Evento que resultou, no ano passado, da união dos festivais Jazz na Fábrica (realizado por sete anos nos três palcos do Sesc Pompeia) e Sesc Jazz & Blues (que circulou durante seis anos por várias unidades do Sesc no interior paulista), o Sesc Jazz conserva em sua curadoria a essência da diversidade musical e a alta qualidade das atrações dos festivais que o precederam.

Entre as atrações internacionais desta edição destacam-se: o cultuado grupo Art Ensemble of Chicago, outra instituição do jazz de vanguarda, que se mantém ativo há cinco décadas; os ritmos afro-cubanos e o jazz latino do trompetista Arturo Sandoval e da baterista-revelação Yissy Garcia e sua Bandancha (na foto abaixo); o jazz contemporâneo do veterano saxofonista Gary Bartz e o novo projeto da baterista e ativista Terri Lyne Carrington e seu sexteto Social Science Community.   


Outras atrações que devem estar entre as mais disputadas: o jazz influenciado pelo flamenco do quarteto do pianista Chano Dominguez com a flautista Maria Toro (ambos espanhóis); o diálogo do jazz com o rock comandado pelo trompetista israelense Avishai Cohen e seu quarteto Big Vicious; os grooves eletrônicos do tecladista britânico Kamaal Williams; o encontro do free jazz com a música klezmer nos improvisos do saxofonista norte-americano John Zorn e seu New Masada Quartet.

O elenco nacional também é de primeira linha: os duos de violão e piano de Alexandre e Egberto Gismonti; o jazz orquestral da Nelson Ayres Big Band; a música instrumental brasileira do quarteto Duo + Dois (com os violonistas do Duofel, o flautista Carlos Malta e o baterista Robertinho Silva); o quarteto do gaitista Maurício Einhorn; o quinteto do baterista Edu Ribeiro (com o trompetista Daniel D’Alcântara, o acordeonista Guilherme Ribeiro, o baixista Bruno Migotto e o guitarrista Fernando Corrêa); a pianista e compositora Luísa Mitre, entre outras atrações.

### Dados coletados
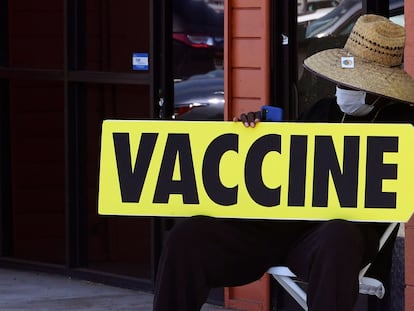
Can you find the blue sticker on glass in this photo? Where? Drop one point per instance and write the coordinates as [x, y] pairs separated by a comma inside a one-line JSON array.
[[140, 61]]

### O que fazer
Responda com base no texto sobre o festival Sesc Jazz:
1. Por quantos anos o Jazz na Fábrica foi realizado no Sesc Pompeia?
2. Há quantas décadas o grupo Art Ensemble of Chicago se mantém ativo?
3. Que instrumento toca Maurício Einhorn, cujo quarteto integra o elenco nacional?

### Resposta escrita
1. Por sete anos.
2. Há cinco décadas.
3. Gaita.